───── Quoted passage

# Context-sensitive Spelling Correction

The goal of the assignment is to implement context-sensitive spelling correction. The input of the code will be a set of text lines and the output will be the same lines with spelling mistakes fixed.

Submit the solution of the assignment to Moodle as a link to your GitHub repository containing this notebook.

Useful links:
- [Norvig's solution](https://norvig.com/spell-correct.html)
- [Norvig's dataset](https://norvig.com/big.txt)
- [Ngrams data](https://www.ngrams.info/download_coca.asp)

Grading:
- 60 points - Implement spelling correction
- 20 points - Justify your decisions
- 20 points - Evaluate on a test set


## Implement context-sensitive spelling correction

Your task is to implement context-sensitive spelling corrector using N-gram language model. The idea is to compute conditional probabilities of possible correction options. For example, the phrase "dking sport" should be fixed as "doing sport" not "dying sport", while "dking species" -- as "dying species".

──────────
───── Stored records

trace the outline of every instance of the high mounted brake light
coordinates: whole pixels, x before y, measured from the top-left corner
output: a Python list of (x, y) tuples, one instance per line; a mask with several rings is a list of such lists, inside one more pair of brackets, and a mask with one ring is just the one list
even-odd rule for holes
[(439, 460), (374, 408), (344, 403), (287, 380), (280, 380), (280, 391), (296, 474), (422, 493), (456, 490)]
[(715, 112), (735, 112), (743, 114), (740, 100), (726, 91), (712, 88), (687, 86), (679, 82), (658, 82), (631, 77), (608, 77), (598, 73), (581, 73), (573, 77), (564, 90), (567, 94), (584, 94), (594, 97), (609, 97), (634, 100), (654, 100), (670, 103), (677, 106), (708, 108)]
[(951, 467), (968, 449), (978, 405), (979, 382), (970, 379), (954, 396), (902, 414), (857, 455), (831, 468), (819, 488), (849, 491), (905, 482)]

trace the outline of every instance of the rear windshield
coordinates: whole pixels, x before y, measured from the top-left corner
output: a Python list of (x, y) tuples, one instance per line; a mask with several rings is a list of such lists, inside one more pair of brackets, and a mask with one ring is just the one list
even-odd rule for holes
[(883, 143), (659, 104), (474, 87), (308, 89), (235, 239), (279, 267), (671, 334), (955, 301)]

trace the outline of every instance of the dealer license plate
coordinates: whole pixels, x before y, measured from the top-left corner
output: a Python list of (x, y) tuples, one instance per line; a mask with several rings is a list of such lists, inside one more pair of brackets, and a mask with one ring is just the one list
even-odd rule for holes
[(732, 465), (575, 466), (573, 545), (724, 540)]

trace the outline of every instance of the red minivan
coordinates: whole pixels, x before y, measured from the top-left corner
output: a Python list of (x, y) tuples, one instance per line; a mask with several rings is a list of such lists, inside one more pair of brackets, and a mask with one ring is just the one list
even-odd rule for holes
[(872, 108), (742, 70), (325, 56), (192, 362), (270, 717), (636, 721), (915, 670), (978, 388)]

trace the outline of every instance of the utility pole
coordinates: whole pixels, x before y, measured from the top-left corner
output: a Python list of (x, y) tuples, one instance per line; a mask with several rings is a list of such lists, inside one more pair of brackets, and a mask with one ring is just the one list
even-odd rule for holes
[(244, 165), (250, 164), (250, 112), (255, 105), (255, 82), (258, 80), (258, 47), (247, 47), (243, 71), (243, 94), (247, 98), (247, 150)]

──────────

### Work required
Write out the stretch of the spelling correction assignment from "# Context-sensitive Spelling" through "containing this notebook.". The entries stand apart from the spelling correction assignment and are separate material.

### Solution to the problem
# Context-sensitive Spelling Correction

The goal of the assignment is to implement context-sensitive spelling correction. The input of the code will be a set of text lines and the output will be the same lines with spelling mistakes fixed.

Submit the solution of the assignment to Moodle as a link to your GitHub repository containing this notebook.